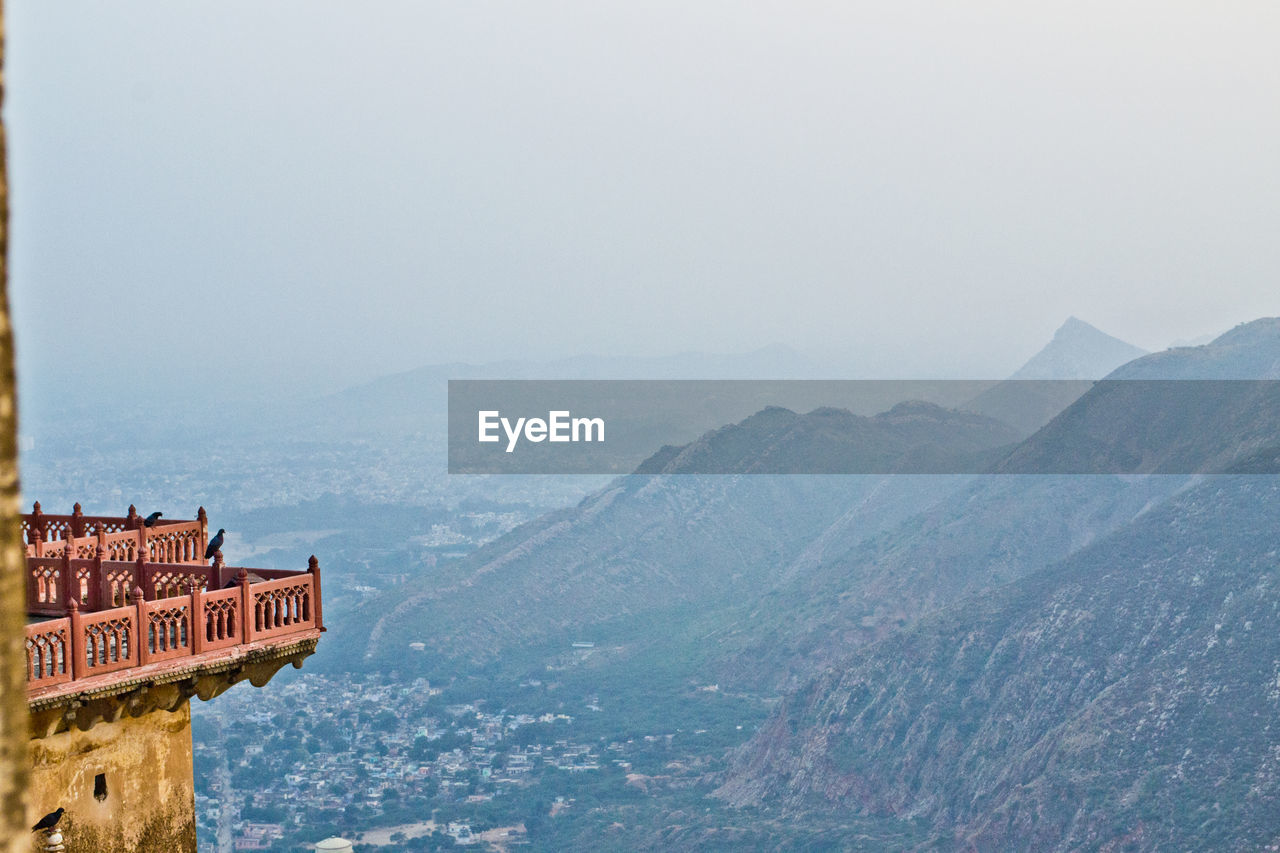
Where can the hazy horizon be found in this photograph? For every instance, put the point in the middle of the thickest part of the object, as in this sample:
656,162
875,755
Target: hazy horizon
306,196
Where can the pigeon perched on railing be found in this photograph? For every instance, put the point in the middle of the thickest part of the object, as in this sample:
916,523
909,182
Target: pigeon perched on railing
49,821
214,544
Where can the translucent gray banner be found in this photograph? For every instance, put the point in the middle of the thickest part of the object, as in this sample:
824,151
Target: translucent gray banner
863,427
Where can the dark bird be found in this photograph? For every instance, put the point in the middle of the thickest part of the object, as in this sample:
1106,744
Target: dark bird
49,821
214,544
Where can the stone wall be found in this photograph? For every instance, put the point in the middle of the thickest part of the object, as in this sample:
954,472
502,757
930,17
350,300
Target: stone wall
126,785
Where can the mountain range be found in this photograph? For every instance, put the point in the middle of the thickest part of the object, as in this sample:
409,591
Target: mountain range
1011,661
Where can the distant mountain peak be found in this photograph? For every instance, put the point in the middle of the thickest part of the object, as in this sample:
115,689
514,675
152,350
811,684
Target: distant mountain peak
1078,351
1248,351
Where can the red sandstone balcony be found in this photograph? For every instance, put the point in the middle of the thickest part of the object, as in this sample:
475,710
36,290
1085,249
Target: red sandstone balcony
119,596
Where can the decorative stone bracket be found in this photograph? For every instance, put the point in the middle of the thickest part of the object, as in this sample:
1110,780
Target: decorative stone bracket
164,689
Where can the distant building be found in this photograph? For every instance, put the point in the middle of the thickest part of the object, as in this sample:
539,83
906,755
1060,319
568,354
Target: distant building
126,623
--------------------------------
Work instructions ::
Filter the entries down to the lines holding the string "object". Copy each of those lines.

Task response ::
Where can the hazy horizon be found in this photograph? For every instance, put the point in the middle of the thickest part of the object, as in this sample:
Where can the pigeon perched on railing be found in this photograph? For every instance, put the point in the middle of the thickest part of the object, as in this sample:
Where can the translucent gray banner be found in this photograph? For every instance, put the point in the middle of the thickest part of the object, as in this sample:
Where can the dark bird be found in this photograph? For every instance, put the point in the middle of the thickest part of the object, as in this sample:
Where can the stone wall be found in this photograph? For every instance, put the point in the middle of the thickest part of the object, as in this sample:
Where can the mountain range be found in this photograph? For every instance, put the point in the middle of the thickest part of the object, as in this sample:
Where can the distant mountain peak be found in this photograph? For every instance, put the point in the middle of the thickest part of the object, as in this sample:
Where can the red sandstone balcony be found in this photograph? For every instance, put the point in the middle of the thickest part of the object, as in this sample:
Where can the decorative stone bracket be found in this photograph? For every instance, put the point in the middle of the thickest part of the object, as in this sample:
Where can the distant building be found in this photograph? For every instance, put the point in the middle of the thickest part of the object, as in this sample:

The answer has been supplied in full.